> _Written exercise 1_
According to the Canadian Tire money passage, in what year did Ro-Na begin accepting Canadian Tire coupons at face value?
> _Written exercise 2_
Transcribe everything from "Eichenbaum and Wallace" down to "particular—it was general." in the Canadian Tire money passage.
> _Written exercise 3_
Name every person mentioned in the Canadian Tire money passage.

Because there's a store in almost every sizable Canadian town, and the average Canadian make a couple visits each year, Canadian Tire money has become ubiquitous—everyone has some stashed in their cupboard somewhere. Many Canadians are quite fond of the stuff—there's even a collectors club devoted to it. I confess I'm not a big fan: Canadian Tire money is form of monetary pollution, say like bitcoin dust or the one-cent coin. I just throw it away.

It's the monetary oddities that teach us the most about monetary phenomena, which is why I find Canadian Tire money interesting. Here's an observation: despite the fact that it is ubiquitous, looks like money, trades at par, and is backed by a reputable issuer, Canadian Tire money doesn't circulate much. Stephen Williamson, a Canadian econ blogger, had an entertaining blog post a few years back recounting unsuccessful efforts to offload the coupons on Canadians. Sure, from time to time we might encounter the odd bar or charity that accepts it, or maybe a corner-store in Wawa. But apart from Canadian Tire stores, acceptability of Canadian Tire money is the exception, not the rule.

Why hasn't Canadian Tire money become a generally-accepted medium of exchange? One explanation is that Canadian law prevents it. Were the government to remove the strict rules that limit the ability of the private sector to issue paper money, bits of Canadian Tire paper would soon be circulating all across the nation, maybe even displacing the Bank of Canada's paper money.

A second hypothesis is that even if the law were to be loosened, Canadian Tire would remain an unpopular exchange medium. Some deficiency with Canadian Tire money, and not strict laws, drives their lack of liquidity. Nick Rowe, another Canadian econ blogger (notice a theme here?), once speculated that this had to do with network effects. Canadians have long since adopted the convention of using regular Bank of Canada-issued notes, and overturning that convention by accepting Canadian Tire money would be too costly. David Andolfatto (not another Canadian econ blogger!), would probably point to limited commitment as the deficiency. IOUs issued by Canadian Tire simply can't be trusted as much as government money, and so they inevitably fail as a medium of exchange.

In support of the first view, which is known in the economics literature as the legal restrictions hypothesis, Neil Wallace and Martin Eichenbaum (yep, another Canadian) recount an interesting anecdote. Back in 1983, competitor Ro-Na (since renamed RONA), a major hardware chain, started to accept Canadian Tire coupons at face value. I've found an old advertisement of the offer below:

RONA advertisement in La Presse, 1983 (source)

Eichenbaum and Wallace say that this is evidence that Canadian Tire money isn't just a mere coupon but readily serves as a competitive medium of exchange among Canadians. After all, if a major store like RONA accepted the coupons, then their acceptance wasn't just particular—it was general.

> _Extracted records_

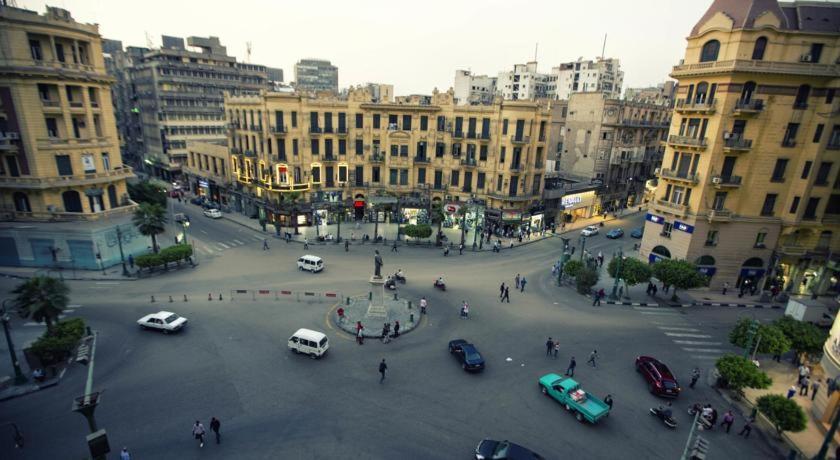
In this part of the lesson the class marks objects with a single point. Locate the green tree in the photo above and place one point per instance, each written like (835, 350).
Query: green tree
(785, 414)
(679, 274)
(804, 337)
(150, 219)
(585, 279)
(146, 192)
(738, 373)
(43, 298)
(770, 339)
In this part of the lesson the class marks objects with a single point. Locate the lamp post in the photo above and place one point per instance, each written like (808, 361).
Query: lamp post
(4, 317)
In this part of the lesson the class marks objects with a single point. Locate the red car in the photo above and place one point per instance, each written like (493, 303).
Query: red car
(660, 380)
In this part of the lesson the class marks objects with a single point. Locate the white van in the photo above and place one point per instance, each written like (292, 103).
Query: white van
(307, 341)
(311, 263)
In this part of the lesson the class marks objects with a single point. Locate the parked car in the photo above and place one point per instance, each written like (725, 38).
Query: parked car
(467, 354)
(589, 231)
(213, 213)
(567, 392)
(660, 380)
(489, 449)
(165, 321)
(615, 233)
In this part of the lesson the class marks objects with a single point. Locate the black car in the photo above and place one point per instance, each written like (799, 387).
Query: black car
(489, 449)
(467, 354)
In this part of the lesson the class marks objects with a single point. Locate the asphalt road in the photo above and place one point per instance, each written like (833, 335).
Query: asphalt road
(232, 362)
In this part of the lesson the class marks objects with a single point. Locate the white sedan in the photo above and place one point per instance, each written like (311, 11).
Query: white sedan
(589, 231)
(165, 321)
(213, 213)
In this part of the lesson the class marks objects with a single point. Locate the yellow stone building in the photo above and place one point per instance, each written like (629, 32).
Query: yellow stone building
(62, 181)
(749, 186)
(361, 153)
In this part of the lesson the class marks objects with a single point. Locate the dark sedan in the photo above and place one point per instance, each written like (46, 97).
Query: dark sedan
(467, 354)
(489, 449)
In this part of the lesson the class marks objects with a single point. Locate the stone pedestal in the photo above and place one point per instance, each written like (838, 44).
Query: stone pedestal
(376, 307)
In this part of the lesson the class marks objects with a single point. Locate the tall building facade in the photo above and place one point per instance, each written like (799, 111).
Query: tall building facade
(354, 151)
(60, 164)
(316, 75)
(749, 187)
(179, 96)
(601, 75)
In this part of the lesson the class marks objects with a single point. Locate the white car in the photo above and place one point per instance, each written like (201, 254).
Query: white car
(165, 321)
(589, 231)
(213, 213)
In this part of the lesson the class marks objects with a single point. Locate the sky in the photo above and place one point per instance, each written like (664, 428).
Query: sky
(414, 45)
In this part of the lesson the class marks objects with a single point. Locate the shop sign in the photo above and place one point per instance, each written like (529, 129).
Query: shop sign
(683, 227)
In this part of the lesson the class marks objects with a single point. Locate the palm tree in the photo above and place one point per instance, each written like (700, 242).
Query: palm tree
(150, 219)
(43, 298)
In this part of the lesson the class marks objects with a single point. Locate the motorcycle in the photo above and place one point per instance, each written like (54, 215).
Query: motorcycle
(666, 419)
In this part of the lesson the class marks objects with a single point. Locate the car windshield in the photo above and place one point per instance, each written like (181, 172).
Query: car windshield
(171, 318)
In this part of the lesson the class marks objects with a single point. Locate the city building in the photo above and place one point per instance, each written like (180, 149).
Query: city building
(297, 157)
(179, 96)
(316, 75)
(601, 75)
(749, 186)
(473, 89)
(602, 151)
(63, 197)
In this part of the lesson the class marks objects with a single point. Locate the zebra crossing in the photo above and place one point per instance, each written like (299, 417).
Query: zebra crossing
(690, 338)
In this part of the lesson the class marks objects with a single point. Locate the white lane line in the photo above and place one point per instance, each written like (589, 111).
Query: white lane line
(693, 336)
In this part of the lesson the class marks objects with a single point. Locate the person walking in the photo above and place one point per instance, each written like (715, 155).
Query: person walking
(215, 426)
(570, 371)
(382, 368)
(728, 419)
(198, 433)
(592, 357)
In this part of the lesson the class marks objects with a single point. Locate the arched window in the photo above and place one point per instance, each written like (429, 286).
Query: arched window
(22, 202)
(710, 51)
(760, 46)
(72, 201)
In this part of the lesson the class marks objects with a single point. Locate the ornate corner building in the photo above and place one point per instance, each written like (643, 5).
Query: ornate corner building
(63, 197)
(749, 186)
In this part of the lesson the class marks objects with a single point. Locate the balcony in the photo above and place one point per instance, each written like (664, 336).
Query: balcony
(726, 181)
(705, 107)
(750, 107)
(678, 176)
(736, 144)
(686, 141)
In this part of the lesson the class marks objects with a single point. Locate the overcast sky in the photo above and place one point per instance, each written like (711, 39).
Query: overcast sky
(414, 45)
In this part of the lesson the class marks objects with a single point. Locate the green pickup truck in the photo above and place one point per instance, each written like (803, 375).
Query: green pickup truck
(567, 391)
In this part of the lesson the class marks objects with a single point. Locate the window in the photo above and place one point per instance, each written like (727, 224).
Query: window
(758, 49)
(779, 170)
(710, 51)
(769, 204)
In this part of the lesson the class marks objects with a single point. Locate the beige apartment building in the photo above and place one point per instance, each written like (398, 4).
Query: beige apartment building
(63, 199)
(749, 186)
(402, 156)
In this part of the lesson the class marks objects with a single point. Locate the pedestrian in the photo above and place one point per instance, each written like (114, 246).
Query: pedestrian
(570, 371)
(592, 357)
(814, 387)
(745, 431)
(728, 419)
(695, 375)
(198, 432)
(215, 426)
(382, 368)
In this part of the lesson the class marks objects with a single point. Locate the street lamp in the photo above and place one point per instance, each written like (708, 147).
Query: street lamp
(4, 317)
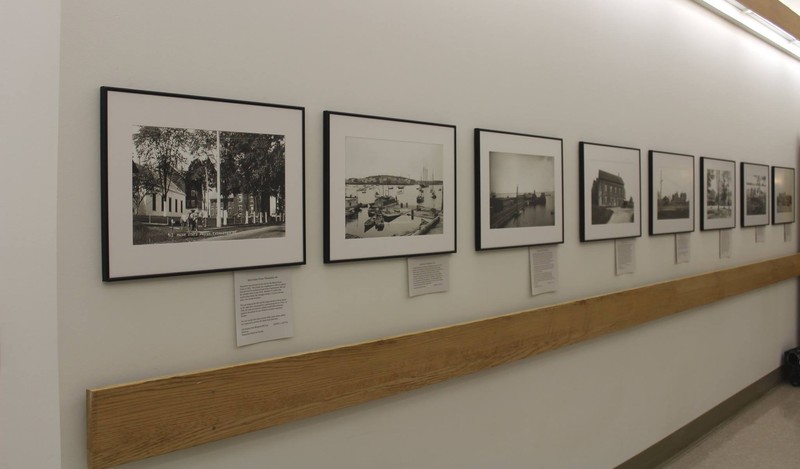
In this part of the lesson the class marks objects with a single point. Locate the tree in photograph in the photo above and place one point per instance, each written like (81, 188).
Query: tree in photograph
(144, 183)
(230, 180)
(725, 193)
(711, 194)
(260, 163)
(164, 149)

> _Complete output 1_
1983

> _Complete output 2_
Eichenbaum and Wallace say that this is evidence that Canadian Tire money isn't just a mere coupon but readily serves as a competitive medium of exchange among Canadians. After all, if a major store like RONA accepted the coupons, then their acceptance wasn't just particular—it was general.

> _Complete output 3_
Stephen Williamson, Nick Rowe, David Andolfatto, Neil Wallace, Martin Eichenbaum